**Exercise directions:**
How many lines in the entries below contain the string "piece"? Case counts. Reply with the number alone.

**Data entries:**
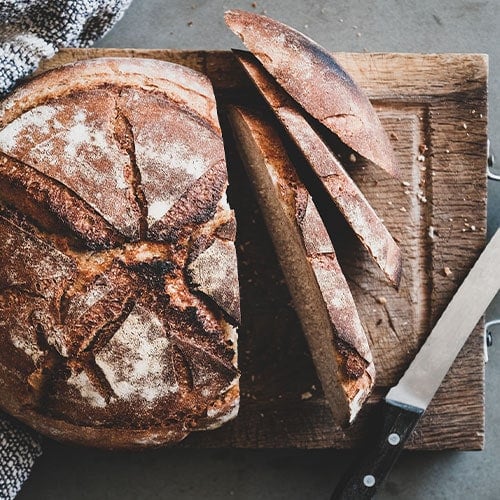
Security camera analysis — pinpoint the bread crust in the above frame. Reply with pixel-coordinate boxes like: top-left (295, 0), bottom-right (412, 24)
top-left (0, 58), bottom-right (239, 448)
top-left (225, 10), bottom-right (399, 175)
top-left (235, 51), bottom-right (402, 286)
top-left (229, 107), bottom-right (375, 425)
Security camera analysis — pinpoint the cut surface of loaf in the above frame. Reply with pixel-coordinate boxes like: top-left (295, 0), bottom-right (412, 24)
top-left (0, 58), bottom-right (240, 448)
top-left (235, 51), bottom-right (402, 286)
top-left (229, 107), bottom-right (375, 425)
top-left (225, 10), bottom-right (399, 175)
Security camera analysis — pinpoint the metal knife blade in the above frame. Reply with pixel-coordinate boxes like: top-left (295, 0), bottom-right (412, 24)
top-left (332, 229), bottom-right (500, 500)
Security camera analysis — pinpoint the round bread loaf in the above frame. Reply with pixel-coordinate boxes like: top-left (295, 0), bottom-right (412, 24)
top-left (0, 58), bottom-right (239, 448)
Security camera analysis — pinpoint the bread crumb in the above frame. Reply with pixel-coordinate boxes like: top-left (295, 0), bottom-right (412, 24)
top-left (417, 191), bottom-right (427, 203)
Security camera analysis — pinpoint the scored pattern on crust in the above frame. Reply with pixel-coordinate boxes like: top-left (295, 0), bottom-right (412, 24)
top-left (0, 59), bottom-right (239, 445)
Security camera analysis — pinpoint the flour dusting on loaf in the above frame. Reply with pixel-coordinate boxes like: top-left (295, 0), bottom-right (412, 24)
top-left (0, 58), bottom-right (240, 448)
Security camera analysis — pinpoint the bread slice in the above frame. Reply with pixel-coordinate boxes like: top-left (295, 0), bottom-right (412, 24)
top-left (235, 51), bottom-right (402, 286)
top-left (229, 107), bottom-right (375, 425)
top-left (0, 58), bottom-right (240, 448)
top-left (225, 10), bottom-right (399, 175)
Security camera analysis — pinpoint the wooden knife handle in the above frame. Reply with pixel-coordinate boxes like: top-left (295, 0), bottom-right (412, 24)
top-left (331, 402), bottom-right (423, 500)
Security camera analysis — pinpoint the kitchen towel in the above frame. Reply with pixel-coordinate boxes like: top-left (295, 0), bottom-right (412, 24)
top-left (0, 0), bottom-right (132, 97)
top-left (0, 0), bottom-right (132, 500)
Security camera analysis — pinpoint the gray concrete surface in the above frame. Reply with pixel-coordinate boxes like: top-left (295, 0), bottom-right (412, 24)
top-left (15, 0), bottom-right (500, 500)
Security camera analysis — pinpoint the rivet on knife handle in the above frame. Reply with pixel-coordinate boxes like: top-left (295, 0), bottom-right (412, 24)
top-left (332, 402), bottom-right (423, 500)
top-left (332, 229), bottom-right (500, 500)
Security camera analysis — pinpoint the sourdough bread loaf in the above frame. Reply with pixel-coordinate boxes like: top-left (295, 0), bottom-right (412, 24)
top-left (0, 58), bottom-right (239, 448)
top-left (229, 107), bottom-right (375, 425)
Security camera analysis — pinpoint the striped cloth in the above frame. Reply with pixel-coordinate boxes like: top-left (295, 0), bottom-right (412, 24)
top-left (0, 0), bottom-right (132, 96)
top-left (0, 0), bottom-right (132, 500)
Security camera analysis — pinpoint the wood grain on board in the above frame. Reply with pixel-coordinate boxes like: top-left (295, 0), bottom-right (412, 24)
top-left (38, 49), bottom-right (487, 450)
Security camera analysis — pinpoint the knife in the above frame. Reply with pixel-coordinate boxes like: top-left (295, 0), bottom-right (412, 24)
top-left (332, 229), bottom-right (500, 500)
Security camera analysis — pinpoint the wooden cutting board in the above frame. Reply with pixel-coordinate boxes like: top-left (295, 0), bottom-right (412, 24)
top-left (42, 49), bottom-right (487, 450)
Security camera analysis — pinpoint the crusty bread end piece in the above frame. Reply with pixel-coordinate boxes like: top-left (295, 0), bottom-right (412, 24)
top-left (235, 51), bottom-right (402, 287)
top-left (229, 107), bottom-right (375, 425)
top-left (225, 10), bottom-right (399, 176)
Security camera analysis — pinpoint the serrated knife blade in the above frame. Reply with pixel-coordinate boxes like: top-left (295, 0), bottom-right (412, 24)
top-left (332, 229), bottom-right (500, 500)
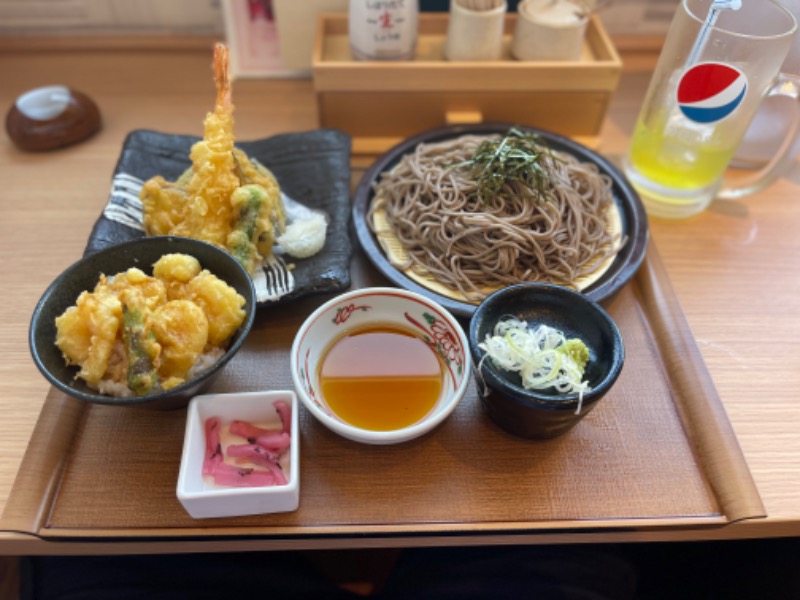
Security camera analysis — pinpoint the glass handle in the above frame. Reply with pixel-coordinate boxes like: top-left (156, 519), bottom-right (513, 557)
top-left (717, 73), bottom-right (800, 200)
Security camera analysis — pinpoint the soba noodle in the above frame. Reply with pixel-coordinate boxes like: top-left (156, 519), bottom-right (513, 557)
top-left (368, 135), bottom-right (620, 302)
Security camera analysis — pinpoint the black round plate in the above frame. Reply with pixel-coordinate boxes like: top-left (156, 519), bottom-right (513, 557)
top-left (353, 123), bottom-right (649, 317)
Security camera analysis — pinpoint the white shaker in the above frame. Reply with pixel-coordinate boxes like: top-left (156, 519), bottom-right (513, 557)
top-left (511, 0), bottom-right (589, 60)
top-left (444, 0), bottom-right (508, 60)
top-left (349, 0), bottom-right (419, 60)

* * *

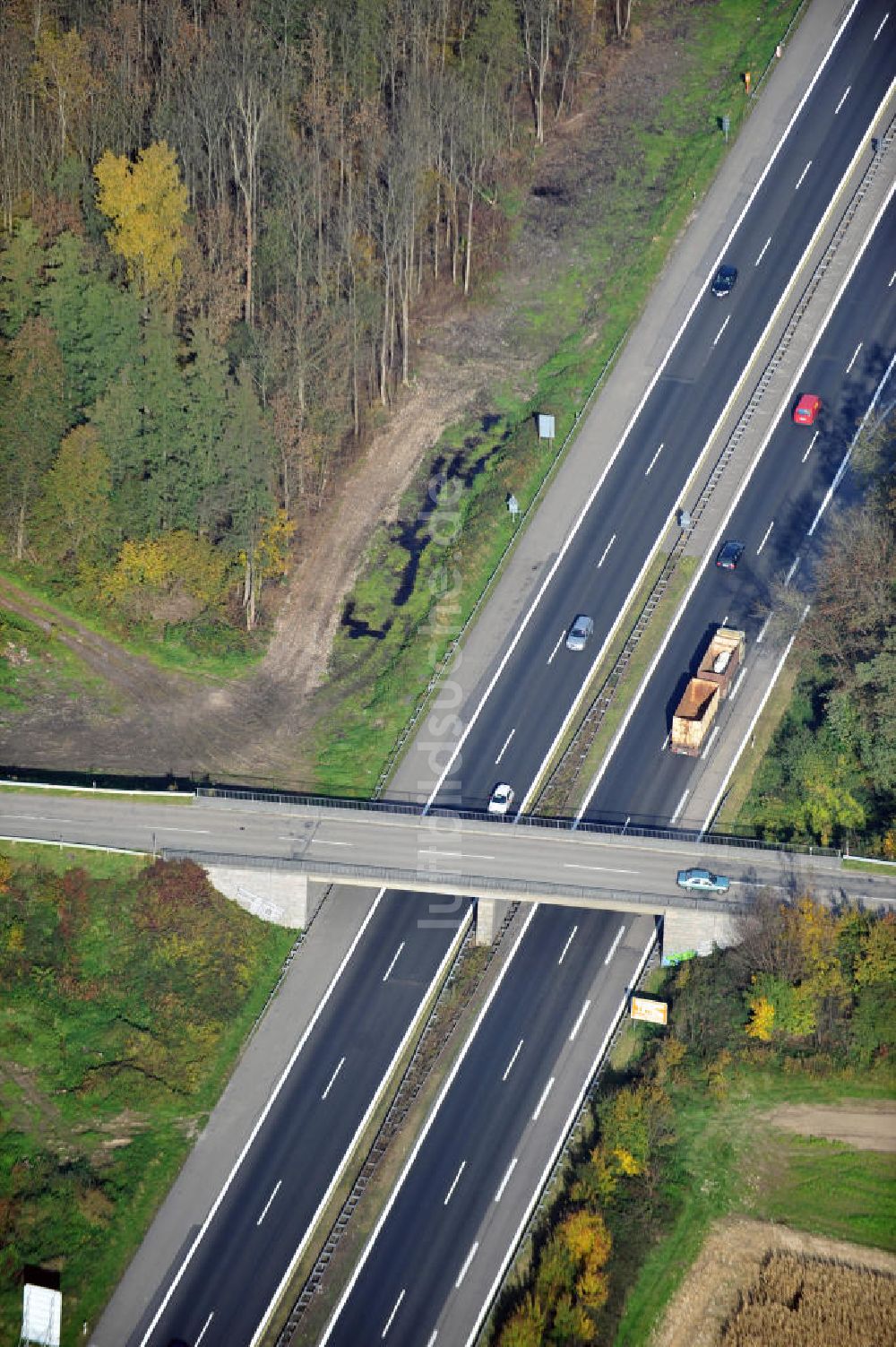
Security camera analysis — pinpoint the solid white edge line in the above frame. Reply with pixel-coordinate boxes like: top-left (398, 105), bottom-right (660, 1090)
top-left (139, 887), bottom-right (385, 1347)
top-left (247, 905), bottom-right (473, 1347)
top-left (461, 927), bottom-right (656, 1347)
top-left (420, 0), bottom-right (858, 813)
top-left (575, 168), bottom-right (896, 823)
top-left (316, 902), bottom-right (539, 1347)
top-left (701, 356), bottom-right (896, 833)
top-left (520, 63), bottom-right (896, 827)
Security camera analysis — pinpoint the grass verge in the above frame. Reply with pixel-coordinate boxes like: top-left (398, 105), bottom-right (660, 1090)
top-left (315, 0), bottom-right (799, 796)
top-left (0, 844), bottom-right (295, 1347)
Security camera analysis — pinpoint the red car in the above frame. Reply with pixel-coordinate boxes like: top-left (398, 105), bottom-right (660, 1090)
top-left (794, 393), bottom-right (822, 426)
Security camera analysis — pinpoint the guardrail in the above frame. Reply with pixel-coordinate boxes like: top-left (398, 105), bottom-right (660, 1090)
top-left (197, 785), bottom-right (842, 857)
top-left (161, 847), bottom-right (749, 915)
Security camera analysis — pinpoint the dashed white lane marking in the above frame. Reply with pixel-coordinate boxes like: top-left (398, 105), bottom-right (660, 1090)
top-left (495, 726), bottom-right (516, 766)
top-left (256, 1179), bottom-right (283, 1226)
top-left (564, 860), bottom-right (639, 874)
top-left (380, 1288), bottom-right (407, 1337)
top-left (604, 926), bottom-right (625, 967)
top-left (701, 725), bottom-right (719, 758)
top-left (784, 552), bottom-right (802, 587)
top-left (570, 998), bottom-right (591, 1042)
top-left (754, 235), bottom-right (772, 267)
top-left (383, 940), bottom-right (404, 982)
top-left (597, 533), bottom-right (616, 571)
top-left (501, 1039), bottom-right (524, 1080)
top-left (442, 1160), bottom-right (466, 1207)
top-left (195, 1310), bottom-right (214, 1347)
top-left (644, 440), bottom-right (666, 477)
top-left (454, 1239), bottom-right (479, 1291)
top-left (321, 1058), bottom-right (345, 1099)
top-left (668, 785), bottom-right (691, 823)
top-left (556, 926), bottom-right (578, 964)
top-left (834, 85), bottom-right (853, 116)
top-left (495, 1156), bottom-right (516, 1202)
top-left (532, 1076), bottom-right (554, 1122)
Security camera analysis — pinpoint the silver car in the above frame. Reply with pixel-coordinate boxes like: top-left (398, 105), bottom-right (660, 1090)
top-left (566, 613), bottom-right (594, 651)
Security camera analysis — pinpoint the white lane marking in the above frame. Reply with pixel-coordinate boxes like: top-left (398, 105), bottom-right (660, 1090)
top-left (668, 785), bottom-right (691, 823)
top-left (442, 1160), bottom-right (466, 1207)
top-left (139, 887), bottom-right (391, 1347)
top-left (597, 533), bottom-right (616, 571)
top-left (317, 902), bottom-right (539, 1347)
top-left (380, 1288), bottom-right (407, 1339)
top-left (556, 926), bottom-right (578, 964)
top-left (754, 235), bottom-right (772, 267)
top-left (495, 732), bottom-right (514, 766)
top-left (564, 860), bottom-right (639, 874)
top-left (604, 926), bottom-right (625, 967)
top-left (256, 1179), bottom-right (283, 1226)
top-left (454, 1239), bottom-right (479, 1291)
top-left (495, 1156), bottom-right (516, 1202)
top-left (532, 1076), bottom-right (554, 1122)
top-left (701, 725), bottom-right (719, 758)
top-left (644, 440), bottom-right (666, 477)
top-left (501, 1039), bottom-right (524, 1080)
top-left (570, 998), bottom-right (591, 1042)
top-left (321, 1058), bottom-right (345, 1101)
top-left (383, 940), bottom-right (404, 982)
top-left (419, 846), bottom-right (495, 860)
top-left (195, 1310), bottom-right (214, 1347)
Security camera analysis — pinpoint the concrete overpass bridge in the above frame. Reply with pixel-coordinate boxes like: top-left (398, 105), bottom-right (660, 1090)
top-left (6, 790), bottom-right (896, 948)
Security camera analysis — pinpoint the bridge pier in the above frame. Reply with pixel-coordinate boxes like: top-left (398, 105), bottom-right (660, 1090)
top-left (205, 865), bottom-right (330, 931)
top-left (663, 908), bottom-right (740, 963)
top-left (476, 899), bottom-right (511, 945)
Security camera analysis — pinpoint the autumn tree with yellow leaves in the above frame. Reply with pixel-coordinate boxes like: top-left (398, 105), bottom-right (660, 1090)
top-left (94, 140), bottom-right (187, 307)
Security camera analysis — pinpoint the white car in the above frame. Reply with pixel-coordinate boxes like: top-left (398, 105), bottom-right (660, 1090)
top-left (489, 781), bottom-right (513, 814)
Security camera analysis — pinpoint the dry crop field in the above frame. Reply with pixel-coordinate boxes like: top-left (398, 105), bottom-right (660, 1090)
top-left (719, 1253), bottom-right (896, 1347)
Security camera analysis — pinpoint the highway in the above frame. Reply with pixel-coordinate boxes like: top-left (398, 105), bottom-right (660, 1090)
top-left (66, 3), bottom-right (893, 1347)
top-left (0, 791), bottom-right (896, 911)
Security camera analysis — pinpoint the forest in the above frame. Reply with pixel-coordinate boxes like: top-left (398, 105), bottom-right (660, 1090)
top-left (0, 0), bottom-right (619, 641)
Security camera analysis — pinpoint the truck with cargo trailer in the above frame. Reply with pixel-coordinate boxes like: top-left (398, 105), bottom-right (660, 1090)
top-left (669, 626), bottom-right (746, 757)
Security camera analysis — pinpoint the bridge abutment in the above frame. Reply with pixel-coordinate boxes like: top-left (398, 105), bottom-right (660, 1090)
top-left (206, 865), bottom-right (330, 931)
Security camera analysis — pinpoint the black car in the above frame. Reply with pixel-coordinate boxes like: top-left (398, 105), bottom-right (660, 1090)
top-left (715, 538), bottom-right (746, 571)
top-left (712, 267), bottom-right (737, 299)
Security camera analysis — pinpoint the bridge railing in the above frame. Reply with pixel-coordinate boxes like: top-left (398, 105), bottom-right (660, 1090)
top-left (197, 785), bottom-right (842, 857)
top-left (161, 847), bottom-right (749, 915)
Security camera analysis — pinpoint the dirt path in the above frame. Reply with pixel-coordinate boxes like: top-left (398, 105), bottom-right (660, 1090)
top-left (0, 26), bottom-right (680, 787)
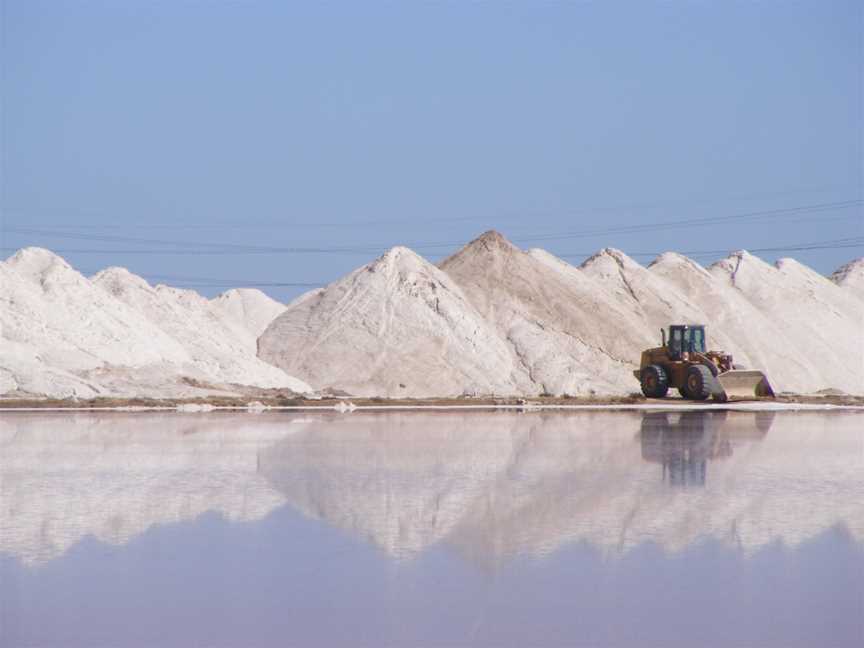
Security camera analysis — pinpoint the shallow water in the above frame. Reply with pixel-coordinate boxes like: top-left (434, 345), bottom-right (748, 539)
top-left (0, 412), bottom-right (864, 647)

**Output of the task:**
1